Every record here needs to be retyped exactly.

(DATASET ENTRIES begins)

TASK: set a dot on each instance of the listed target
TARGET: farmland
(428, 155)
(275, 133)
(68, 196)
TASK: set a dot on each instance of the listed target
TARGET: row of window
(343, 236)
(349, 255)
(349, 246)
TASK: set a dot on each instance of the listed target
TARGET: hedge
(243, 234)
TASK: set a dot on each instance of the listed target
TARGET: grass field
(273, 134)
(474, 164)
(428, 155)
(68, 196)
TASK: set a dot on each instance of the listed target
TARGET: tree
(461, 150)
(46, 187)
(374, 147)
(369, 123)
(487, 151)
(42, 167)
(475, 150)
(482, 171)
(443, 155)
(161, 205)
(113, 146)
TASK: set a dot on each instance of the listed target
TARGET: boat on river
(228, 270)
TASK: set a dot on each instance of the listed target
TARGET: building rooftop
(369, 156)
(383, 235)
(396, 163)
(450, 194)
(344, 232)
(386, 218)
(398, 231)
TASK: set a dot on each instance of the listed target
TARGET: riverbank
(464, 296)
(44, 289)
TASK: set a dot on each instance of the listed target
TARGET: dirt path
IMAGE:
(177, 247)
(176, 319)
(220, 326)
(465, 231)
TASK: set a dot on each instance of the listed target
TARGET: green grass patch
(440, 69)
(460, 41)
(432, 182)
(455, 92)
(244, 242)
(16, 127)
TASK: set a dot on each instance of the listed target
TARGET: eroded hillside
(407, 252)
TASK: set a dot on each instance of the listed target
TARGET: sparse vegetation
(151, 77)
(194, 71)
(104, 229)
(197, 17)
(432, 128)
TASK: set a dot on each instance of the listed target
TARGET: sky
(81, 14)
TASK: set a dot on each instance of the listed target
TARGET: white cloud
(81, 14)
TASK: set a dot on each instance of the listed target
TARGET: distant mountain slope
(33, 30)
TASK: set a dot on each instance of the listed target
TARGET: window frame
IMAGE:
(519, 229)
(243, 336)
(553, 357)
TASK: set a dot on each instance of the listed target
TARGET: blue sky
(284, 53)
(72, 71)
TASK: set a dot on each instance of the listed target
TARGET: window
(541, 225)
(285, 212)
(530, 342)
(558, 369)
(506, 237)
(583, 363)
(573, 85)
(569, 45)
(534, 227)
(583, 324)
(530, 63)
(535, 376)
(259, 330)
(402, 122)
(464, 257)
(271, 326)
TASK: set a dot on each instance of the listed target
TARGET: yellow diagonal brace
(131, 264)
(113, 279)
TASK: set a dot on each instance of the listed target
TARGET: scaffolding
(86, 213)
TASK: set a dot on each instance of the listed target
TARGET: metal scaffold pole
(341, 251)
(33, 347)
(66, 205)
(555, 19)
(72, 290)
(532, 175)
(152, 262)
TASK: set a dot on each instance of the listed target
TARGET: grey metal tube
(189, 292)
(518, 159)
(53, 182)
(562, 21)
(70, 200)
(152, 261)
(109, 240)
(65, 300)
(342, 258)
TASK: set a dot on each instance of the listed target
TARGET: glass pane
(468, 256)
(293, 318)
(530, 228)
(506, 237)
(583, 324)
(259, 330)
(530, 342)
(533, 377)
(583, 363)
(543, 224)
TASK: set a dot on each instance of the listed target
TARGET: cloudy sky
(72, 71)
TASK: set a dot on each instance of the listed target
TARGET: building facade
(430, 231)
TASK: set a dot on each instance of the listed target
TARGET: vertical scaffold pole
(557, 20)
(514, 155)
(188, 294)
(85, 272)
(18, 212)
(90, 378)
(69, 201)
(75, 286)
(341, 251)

(DATASET ENTRIES ends)

* **YOUR RESPONSE**
TASK: set a dot on each instance of the listed target
TARGET: farmland
(428, 155)
(275, 133)
(68, 196)
TASK: set a dot on each instance of the listed target
TARGET: row of window
(343, 236)
(349, 255)
(349, 246)
TASK: set a dot on each instance of the listed target
TARGET: hedge
(243, 234)
TASK: set a dot on each instance of the listed target
TARGET: grass field
(273, 134)
(474, 164)
(428, 155)
(68, 196)
TASK: set a dot on each instance of the listed target
TARGET: tree
(461, 150)
(46, 187)
(374, 147)
(369, 123)
(487, 151)
(42, 167)
(475, 150)
(482, 171)
(443, 155)
(161, 205)
(113, 146)
TASK: set a dot on each instance of the listed target
TARGET: boat on river
(228, 270)
TASK: set a dot on each instance of the listed target
TARGET: building rooftop
(369, 156)
(383, 235)
(396, 163)
(450, 194)
(344, 232)
(386, 218)
(398, 231)
TASK: set a dot on each instance of the listed target
TARGET: riverbank
(464, 296)
(44, 289)
TASK: set a dot on each instance of the listed target
TARGET: dirt path
IMAGE:
(177, 247)
(176, 319)
(220, 326)
(465, 231)
TASK: set a dot on each instance of the listed target
TARGET: green grass patch
(440, 69)
(460, 41)
(432, 182)
(455, 92)
(244, 242)
(16, 127)
TASK: set a dot on each instance of the listed target
TARGET: eroded hillside
(407, 252)
TASK: set a dot on each instance of the listed target
TARGET: sparse vegetation
(151, 77)
(194, 71)
(104, 229)
(197, 17)
(432, 128)
TASK: set a dot on each instance of the listed target
TARGET: sky
(81, 14)
TASK: set a dot on each instance of the listed target
TARGET: white cloud
(81, 14)
TASK: set a dot on each instance of the listed target
TARGET: distant mountain slope
(33, 30)
TASK: set a dot on each instance of the listed target
TARGET: window frame
IMAGE:
(519, 229)
(243, 336)
(553, 357)
TASK: set a dot on each instance of the listed target
TARGET: blue sky
(284, 53)
(72, 71)
TASK: set a dot on each instance of the listed target
TARGET: window
(541, 225)
(285, 212)
(530, 342)
(558, 369)
(506, 237)
(583, 363)
(573, 85)
(569, 45)
(534, 227)
(583, 324)
(530, 63)
(535, 376)
(259, 330)
(402, 122)
(464, 257)
(271, 326)
TASK: set a dot on each instance of the listed target
TARGET: yellow diagonal brace
(131, 264)
(113, 279)
TASK: set a dot on each instance of the listed target
TARGET: scaffolding
(86, 213)
TASK: set a dot on each instance of the listed target
TARGET: metal scaffold pole
(341, 251)
(33, 347)
(66, 205)
(555, 19)
(72, 290)
(532, 175)
(152, 262)
TASK: set a dot on each instance of the listed target
TARGET: grey metal tube
(189, 292)
(518, 159)
(53, 182)
(562, 21)
(70, 200)
(152, 261)
(109, 240)
(65, 300)
(342, 258)
TASK: set a dot on each instance of the listed target
TARGET: glass pane
(468, 256)
(293, 318)
(530, 228)
(506, 237)
(583, 324)
(259, 330)
(530, 342)
(533, 377)
(583, 363)
(543, 224)
TASK: set a dot on each instance of the listed target
TARGET: cloudy sky
(72, 71)
TASK: set a dot on each instance of the listed target
TARGET: building facade
(430, 231)
TASK: set a dot on each instance of the listed target
TARGET: vertical scaffold pole
(557, 20)
(514, 155)
(188, 294)
(85, 272)
(18, 212)
(90, 378)
(69, 201)
(75, 286)
(341, 251)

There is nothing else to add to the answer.